Exercise aim: Rewrite the stretch from the start of the entries through the line that contains "point(75, 72)", swapping "tarmac surface" for "road surface" and leaving everything else unchanged.

Data shown:
----------------
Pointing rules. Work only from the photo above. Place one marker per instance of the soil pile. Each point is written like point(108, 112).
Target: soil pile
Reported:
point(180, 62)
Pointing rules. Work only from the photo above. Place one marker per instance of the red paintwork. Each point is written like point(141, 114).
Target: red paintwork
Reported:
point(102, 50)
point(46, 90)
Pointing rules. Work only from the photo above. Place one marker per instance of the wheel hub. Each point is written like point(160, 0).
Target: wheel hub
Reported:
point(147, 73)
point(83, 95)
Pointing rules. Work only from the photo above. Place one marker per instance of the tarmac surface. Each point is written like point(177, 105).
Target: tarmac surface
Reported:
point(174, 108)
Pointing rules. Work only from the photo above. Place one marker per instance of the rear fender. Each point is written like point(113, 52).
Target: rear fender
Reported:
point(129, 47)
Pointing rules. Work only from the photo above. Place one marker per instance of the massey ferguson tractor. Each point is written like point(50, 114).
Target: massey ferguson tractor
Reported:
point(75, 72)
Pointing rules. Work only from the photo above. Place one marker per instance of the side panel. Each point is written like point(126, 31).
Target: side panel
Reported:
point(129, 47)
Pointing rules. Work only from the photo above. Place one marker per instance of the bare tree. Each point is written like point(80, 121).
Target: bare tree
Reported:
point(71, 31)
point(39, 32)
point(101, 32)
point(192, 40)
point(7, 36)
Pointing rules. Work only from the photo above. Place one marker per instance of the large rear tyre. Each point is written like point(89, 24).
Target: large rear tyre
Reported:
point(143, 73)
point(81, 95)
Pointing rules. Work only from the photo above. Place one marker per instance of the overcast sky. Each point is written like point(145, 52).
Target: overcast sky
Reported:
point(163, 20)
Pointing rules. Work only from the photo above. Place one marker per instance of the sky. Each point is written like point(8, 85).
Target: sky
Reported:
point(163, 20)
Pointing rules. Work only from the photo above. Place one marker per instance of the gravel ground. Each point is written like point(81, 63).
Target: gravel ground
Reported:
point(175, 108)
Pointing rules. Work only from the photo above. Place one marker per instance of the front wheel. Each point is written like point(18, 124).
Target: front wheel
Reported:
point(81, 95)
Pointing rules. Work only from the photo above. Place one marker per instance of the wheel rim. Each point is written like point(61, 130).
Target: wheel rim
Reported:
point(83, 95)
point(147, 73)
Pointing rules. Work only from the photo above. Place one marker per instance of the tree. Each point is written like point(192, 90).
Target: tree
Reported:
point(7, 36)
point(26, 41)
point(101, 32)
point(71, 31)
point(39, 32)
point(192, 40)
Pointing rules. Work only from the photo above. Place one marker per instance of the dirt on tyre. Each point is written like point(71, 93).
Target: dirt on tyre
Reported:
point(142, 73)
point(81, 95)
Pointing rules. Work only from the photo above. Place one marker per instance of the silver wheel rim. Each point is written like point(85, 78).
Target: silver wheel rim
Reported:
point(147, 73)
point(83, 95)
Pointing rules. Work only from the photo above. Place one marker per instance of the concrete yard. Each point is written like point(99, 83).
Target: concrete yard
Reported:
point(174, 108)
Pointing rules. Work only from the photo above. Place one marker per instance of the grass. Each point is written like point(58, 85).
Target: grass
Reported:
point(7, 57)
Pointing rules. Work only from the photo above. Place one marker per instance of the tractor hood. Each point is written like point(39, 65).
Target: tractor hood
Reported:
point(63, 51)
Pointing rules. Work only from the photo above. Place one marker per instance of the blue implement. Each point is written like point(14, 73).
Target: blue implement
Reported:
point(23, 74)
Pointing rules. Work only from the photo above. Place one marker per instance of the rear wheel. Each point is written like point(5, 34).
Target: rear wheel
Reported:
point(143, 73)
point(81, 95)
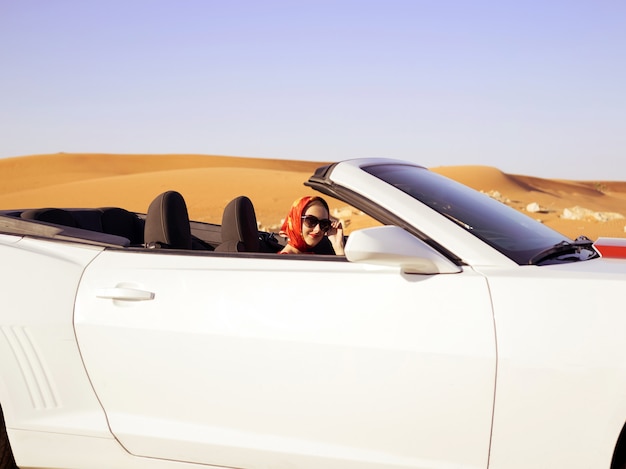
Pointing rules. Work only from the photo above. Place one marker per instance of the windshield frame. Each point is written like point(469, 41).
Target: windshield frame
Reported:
point(512, 233)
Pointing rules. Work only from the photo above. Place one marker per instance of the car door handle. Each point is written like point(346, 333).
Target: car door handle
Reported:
point(125, 294)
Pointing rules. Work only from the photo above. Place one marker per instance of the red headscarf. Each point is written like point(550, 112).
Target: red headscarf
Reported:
point(292, 227)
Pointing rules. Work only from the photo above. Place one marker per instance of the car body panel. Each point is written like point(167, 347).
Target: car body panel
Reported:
point(275, 361)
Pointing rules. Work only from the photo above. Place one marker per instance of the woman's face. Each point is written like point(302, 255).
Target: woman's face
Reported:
point(312, 236)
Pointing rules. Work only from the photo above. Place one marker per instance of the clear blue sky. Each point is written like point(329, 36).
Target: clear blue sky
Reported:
point(533, 87)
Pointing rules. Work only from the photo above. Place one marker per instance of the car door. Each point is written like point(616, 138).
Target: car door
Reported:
point(283, 361)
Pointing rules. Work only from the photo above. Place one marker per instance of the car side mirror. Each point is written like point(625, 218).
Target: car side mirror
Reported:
point(393, 246)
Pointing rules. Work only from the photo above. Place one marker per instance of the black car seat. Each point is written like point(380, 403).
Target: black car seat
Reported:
point(121, 222)
point(239, 227)
point(167, 222)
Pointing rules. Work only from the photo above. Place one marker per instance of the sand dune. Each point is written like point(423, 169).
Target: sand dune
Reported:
point(208, 182)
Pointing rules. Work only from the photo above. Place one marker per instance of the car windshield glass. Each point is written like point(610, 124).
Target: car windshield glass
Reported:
point(514, 234)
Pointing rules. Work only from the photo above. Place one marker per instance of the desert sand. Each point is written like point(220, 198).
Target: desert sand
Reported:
point(209, 182)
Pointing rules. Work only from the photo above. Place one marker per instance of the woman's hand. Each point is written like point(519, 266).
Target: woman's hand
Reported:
point(335, 236)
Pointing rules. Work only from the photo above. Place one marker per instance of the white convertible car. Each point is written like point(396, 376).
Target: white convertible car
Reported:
point(457, 334)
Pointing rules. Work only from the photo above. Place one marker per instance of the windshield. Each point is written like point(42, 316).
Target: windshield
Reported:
point(514, 234)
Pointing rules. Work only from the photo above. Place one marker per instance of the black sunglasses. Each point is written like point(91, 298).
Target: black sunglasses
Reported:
point(311, 222)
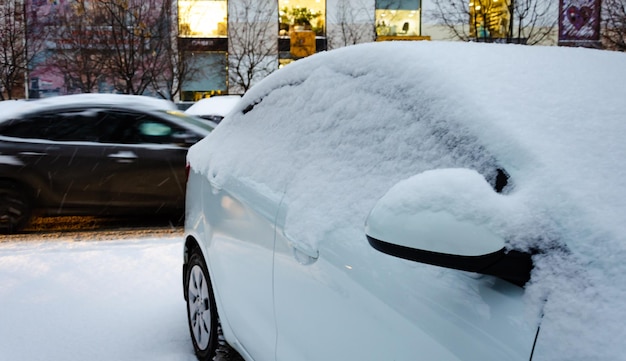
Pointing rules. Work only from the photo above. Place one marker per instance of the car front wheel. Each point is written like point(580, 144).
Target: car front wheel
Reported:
point(201, 309)
point(15, 207)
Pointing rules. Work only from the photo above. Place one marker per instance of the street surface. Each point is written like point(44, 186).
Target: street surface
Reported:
point(100, 229)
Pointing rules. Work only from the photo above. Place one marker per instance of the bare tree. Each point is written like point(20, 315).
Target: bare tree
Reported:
point(351, 23)
point(253, 42)
point(614, 27)
point(520, 21)
point(137, 40)
point(21, 38)
point(80, 50)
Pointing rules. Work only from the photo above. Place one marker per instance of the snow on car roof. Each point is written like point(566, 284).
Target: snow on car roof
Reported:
point(217, 105)
point(338, 129)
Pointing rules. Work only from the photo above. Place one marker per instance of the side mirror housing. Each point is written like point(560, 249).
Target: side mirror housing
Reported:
point(434, 232)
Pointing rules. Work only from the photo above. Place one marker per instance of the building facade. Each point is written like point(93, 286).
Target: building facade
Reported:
point(217, 46)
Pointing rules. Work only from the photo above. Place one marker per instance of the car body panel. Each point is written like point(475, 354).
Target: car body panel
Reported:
point(92, 164)
point(333, 134)
point(240, 253)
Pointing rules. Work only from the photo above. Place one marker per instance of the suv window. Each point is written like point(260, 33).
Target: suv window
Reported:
point(73, 125)
point(128, 127)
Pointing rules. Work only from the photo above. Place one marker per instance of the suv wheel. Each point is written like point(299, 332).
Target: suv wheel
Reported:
point(15, 207)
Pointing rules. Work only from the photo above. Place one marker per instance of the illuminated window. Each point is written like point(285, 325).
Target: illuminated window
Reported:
point(202, 18)
point(302, 28)
point(489, 19)
point(398, 18)
point(205, 84)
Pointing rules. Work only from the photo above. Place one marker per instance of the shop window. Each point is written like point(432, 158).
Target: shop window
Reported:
point(398, 18)
point(489, 19)
point(302, 28)
point(203, 18)
point(210, 75)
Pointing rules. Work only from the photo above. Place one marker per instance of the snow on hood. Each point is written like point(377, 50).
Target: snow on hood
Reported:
point(217, 105)
point(339, 129)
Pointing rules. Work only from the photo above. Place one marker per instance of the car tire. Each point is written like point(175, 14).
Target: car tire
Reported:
point(15, 207)
point(201, 309)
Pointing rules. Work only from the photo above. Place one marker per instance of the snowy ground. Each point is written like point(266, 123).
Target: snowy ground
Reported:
point(93, 300)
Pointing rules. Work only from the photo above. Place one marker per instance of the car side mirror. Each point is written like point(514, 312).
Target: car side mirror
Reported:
point(425, 219)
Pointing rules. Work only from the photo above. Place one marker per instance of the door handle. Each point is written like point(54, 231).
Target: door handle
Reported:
point(304, 254)
point(123, 156)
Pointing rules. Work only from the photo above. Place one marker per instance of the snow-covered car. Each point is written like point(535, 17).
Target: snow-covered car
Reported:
point(94, 154)
point(214, 108)
point(415, 201)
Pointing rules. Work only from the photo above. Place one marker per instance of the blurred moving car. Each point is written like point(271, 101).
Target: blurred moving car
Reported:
point(94, 154)
point(214, 108)
point(415, 201)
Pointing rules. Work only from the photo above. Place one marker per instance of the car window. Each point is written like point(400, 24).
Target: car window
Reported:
point(127, 127)
point(73, 125)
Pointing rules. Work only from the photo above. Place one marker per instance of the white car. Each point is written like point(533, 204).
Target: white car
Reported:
point(415, 201)
point(214, 108)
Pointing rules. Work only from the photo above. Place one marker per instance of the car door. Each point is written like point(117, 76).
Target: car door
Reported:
point(146, 160)
point(61, 156)
point(240, 250)
point(343, 300)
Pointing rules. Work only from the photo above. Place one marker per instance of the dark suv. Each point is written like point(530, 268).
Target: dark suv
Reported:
point(94, 154)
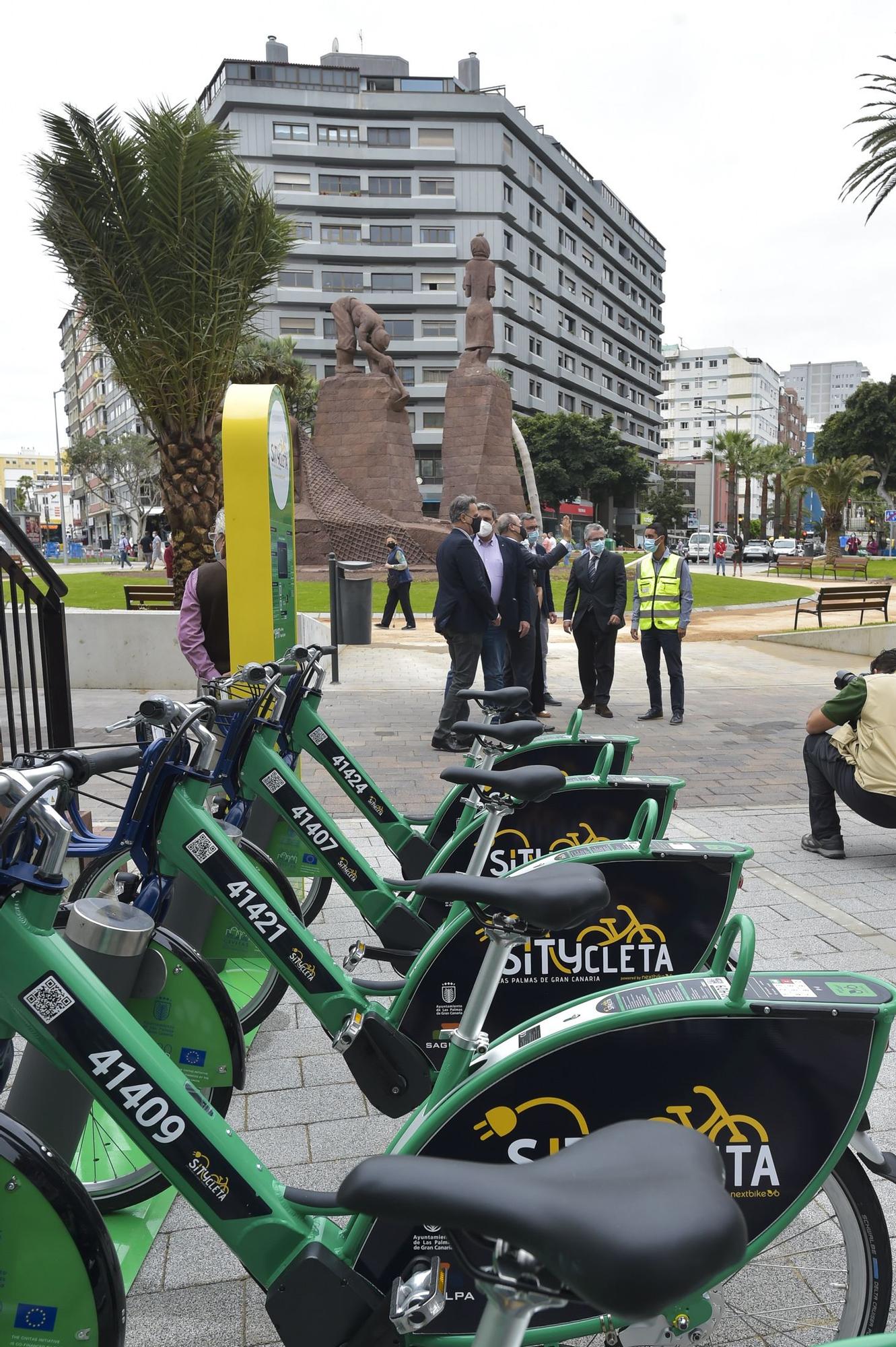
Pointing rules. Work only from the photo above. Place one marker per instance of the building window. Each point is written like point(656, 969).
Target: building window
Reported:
point(296, 327)
point(439, 328)
point(338, 135)
point(295, 280)
point(342, 281)
point(390, 235)
point(436, 234)
point(292, 183)
point(389, 137)
point(438, 281)
point(403, 328)
point(436, 187)
point(392, 281)
point(338, 185)
point(291, 131)
point(435, 137)
point(389, 187)
point(341, 234)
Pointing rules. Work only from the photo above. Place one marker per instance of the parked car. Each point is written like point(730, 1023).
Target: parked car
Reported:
point(758, 550)
point(700, 546)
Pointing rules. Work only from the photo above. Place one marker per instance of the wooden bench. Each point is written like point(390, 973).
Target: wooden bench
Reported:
point(854, 568)
point(149, 596)
point(850, 599)
point(801, 565)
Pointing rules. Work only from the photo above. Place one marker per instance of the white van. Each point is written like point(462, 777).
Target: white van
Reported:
point(701, 548)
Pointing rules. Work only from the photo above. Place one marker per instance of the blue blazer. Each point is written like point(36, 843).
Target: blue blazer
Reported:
point(463, 603)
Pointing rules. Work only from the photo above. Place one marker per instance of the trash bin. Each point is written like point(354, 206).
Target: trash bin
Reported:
point(355, 604)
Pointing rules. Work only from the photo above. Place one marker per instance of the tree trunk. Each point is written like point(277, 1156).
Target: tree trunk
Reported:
point(190, 492)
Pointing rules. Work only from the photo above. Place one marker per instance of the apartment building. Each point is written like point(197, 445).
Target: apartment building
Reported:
point(386, 177)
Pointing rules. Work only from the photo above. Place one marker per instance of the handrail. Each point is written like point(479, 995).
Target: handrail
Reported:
point(30, 554)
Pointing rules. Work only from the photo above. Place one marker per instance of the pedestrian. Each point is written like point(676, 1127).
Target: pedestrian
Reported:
----------------
Finished exercise:
Pointing rules. Work only from the photo above. Place one marker per instance of the soil pile. Each point is written like point(108, 112).
Target: soil pile
Reported:
point(180, 62)
Pointing rules. Work only from the photo above. Place one marker per instance of the red paintwork. Each point is written like point(141, 114).
Target: red paintwork
Reported:
point(102, 50)
point(46, 90)
Pointing rules. Work only from the photo above. Place one marker per instance of the wheel hub. Each point is written like point(160, 0).
Target: wheel hub
Reported:
point(147, 73)
point(83, 95)
Pointing rules. Work only from the photo above. Place one marker per instance of the road surface. Each point is written like point(177, 105).
Target: road surface
Reported:
point(174, 108)
Pointing rules. Work only from the photo above. Place one marker per instance of the rear fender. Each point is written like point(113, 52).
Target: rear fender
Reported:
point(129, 47)
Pointing rules. Work only from the photo above. Place one marker per instance of the massey ferguson tractor. Each point is written like point(50, 114).
Target: massey ferguson tractor
Reported:
point(75, 72)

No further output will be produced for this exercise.